▸ Work to complete:
Answer these questions about the thread, one per line:
1. Which two tools does the first answer open by suggesting?
2. What should the second list contain, according to the question?
3. In the second answer, which variable holds the integer values?

======== Text

如何在python中拆分列表

Question

Suppose I have a list ['x1_0','x2_1','x3_0'] How can I split the above list into two lists such that the first list contains ['x1','x2','x3'] and the second list [0,1,0] ? ie

         ('x1_0')
         /    \
        /      \
       /        \
     1st list   2nd list
      'x1'          0

Feel free to use as many tools as possible. This could obviously done in a single for loop ,which I am aware of. Is there a better way to do this ?. Something which uses list comprehension ? Als

Answer 1

You can use zip and a list comprehension :

>>> zip(*[i.split('_') for i in l])
[('x1', 'x2', 'x3'), ('0', '1', '0')]

And if you want to convert the second tuple's elements to int you can use the following nested list comprehension :

>>> [[int(i) if i.isdigit() else i for i in tup] for tup in zip(*[i.split('_') for i in l])]
[['x1', 'x2', 'x3'], [0, 1, 0]]

The preceding way is the proper way to do this task but as you say in comment as a smaller solution you can use map :

>>> l=[l[0],map(int,l[1])]
>>> l
[('x1', 'x2', 'x3'), [0, 1, 0]]

Answer 2

k=["x1_0","x2_1","x3_0"]
k1=[x.split("_")[0] for x in k]
k2=[int(x.split("_")[1]) for x in k]

You can do this simply this way.

================
======== Records supplied

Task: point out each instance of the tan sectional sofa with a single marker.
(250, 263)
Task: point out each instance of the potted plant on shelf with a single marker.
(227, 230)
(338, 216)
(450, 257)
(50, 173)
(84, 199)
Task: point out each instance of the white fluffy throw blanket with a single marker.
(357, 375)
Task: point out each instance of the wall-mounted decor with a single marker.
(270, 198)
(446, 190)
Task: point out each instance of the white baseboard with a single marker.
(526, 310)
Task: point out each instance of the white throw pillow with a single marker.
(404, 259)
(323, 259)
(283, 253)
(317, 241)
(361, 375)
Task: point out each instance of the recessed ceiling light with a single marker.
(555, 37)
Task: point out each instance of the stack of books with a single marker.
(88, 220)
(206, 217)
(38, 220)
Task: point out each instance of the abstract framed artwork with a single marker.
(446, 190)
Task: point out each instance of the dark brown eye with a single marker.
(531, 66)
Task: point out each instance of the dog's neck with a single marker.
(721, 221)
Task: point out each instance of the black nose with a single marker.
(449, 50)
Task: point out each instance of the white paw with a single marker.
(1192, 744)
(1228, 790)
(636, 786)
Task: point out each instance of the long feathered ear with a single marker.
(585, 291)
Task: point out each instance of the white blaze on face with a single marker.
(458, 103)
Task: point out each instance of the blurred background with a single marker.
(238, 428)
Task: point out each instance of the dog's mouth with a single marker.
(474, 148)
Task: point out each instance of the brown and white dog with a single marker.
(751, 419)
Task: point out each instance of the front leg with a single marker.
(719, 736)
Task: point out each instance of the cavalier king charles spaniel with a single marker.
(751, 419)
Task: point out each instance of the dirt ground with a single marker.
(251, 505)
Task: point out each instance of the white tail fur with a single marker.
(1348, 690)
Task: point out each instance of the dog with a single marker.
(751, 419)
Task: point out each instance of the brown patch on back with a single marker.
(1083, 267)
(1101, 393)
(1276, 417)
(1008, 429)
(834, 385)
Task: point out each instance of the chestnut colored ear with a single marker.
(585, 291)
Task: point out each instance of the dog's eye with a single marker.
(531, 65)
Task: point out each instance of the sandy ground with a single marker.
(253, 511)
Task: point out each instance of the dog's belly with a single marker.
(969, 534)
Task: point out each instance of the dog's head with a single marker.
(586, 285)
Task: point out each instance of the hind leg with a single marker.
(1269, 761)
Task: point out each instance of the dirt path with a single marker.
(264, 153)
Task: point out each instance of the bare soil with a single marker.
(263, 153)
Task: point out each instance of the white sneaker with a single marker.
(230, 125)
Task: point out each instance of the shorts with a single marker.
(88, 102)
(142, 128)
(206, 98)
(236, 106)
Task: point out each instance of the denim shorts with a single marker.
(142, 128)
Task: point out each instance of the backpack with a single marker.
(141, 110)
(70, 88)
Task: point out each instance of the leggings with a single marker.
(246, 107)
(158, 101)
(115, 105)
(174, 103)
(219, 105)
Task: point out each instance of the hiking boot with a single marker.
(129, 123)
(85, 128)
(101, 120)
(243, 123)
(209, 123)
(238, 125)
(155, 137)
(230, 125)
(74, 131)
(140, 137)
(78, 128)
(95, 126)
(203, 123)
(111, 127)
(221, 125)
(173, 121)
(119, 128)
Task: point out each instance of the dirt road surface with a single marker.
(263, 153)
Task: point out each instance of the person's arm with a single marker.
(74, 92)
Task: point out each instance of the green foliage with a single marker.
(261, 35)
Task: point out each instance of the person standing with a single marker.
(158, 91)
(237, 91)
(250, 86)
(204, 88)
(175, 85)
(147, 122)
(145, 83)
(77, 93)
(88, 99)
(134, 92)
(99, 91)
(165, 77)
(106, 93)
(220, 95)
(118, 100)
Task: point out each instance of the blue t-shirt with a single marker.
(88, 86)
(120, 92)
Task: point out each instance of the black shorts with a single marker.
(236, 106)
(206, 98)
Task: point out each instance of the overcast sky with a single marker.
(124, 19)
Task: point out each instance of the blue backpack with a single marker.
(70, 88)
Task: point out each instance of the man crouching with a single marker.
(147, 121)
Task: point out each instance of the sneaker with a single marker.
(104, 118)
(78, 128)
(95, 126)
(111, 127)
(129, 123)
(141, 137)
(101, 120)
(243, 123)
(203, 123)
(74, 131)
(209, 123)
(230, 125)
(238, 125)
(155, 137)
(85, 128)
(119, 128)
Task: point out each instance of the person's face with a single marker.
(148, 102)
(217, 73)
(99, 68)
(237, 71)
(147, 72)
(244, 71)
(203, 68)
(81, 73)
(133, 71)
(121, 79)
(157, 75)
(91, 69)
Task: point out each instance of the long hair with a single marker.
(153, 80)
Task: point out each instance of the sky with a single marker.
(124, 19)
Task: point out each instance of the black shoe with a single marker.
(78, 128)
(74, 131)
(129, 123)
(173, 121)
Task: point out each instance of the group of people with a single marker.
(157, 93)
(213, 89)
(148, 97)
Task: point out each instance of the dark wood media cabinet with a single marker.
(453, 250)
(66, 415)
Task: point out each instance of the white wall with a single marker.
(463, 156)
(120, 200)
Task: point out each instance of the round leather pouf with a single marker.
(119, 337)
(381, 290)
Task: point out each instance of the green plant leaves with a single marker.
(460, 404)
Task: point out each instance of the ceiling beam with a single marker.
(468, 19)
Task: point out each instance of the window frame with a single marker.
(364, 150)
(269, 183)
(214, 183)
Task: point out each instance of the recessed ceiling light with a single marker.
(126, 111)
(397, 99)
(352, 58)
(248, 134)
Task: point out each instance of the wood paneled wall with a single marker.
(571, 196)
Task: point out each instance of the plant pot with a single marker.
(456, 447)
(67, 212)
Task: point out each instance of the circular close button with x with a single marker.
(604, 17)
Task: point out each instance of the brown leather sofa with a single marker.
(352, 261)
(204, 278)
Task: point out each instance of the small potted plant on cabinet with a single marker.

================

▸ Final result:
1. zip and a list comprehension
2. [0,1,0]
3. k2